In questo 70esimo della Liberazione dal nazifascismo ci sono state tra le tante anche le testimonianze finalmente di donne, i mass media nazionali e locali hanno pubblicato e mandando in onda una realtà da cui comincia ad emergere questo protagonismo femminile. In genere prevalgono ancora le testimonianze personali invece del grande sforzo collettivo e organizzato che le donne della resistenza hanno prodotto al di là di ogni appartenenza politica sociale e religiosa. Anche la Rai per la prima volta ha fatto uno sforzo più evidente soprattutto con Rai storia. Molti nuovi testi sono stati pubblicati comprese graphic novel per ragazzi e ragazze. Tante le mostre storiche, i convegni, le rassegne cinematografiche, le biciclettate nei luoghi segnati dalla presenza delle donne nella resistenza, a cominciare da Roma l’’8 marzo e in tante città italiane il 25 aprile.

CONSEGNA DEL COMPITO ▸ Prosegui il brano sulle donne nella Resistenza, riprendendo subito dopo la sua ultima frase.

Estratto da una raccolta di dati
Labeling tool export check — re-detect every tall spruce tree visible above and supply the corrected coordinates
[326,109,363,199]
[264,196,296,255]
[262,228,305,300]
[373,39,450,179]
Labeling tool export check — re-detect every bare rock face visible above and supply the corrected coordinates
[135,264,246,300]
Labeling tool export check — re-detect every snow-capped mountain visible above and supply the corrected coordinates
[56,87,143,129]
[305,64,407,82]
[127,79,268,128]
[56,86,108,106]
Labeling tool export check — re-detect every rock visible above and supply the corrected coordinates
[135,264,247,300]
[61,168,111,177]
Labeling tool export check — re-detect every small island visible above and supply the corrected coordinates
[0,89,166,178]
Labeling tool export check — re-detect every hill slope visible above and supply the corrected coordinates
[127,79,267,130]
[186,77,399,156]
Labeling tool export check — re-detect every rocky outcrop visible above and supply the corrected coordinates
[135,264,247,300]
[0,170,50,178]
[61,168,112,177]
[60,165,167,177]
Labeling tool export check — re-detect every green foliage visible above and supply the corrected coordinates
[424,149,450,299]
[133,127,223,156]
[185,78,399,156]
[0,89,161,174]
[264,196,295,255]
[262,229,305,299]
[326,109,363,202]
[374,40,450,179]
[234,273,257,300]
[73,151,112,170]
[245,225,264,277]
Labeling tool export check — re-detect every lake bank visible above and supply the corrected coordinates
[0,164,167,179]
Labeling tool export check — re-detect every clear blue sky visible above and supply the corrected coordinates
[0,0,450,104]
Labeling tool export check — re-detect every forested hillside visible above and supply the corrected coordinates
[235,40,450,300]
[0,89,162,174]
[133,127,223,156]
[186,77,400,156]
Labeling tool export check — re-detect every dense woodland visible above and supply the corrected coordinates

RISULTATO DEL COMPITO ▸
L’Udi, oltre le iniziative in tutt’Italia, cominciate già un anno fà nell’anniversario della nascita del Gruppi di Difesa della Donna , dal nord al sud della penisola, per questo 25 aprile ha curato un video documentario in cui quattro donne diverse, Marisa Rodano, Lidia Menapace, Luciana Romoli e Tina Costa, raccontano perché delle giovani e giovanissime si sono impegnate nella resistenza. Realizzato insieme all’Uisp, “Le ragazze del 43 e la bicicletta”, intende raccontare anche perché questo mezzo povero e indispensabile sia diventato un simbolo delle staffette e un strumento pericoloso per i nazisti che viene proibito da Kessering nella Roma occupata.
Proibito perché pericoloso per l’esercito più potente e feroce del mondo in quel momento storico. Un modo per riconoscere che la guerra partigiana e la guerra di liberazione riguardava un grande movimento di popolo in cui le donne e i giovani, sono stati fondamentali. Raccontata da queste donne la storia è straordinaria, ironica, antiretorica e dimostra cosa sia lo spirito civile e il senso della democrazia e della libertà che le anima. “Perché - come dice una delle protagoniste del video - la libertà è come l’aria, senza non si può vivere. Oggi come ieri”. Per uomini e donne come noi.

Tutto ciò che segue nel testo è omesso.